START Task material

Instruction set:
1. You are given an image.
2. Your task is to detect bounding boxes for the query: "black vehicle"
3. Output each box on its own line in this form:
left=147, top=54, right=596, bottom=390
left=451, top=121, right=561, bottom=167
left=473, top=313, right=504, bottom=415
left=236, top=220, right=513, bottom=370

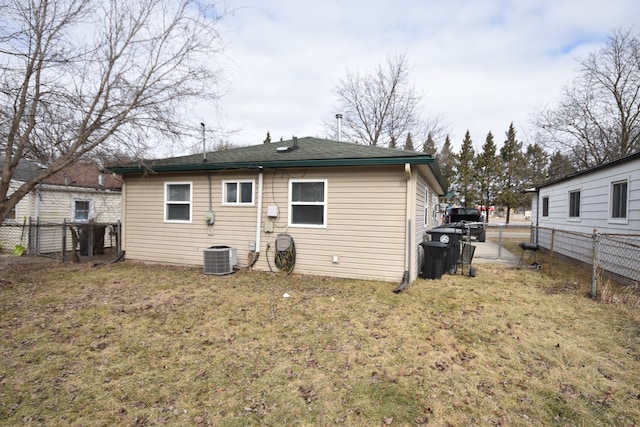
left=443, top=207, right=486, bottom=242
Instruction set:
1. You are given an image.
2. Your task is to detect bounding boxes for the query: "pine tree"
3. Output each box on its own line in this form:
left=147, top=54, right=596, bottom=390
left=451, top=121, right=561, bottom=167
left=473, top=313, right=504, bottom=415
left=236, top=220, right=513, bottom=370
left=523, top=143, right=549, bottom=187
left=263, top=131, right=271, bottom=144
left=455, top=130, right=478, bottom=207
left=497, top=123, right=525, bottom=224
left=389, top=136, right=397, bottom=149
left=404, top=133, right=415, bottom=151
left=475, top=131, right=501, bottom=223
left=547, top=151, right=577, bottom=181
left=422, top=132, right=436, bottom=155
left=435, top=134, right=456, bottom=193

END Task material

Your goal -> Find each line in the data above with the word "query", then copy it.

Task result ->
2. Your task is to detect bounding boxes for the query: "black vehicle"
2. Your task is to detect bounding boxes for the query: "pine tree"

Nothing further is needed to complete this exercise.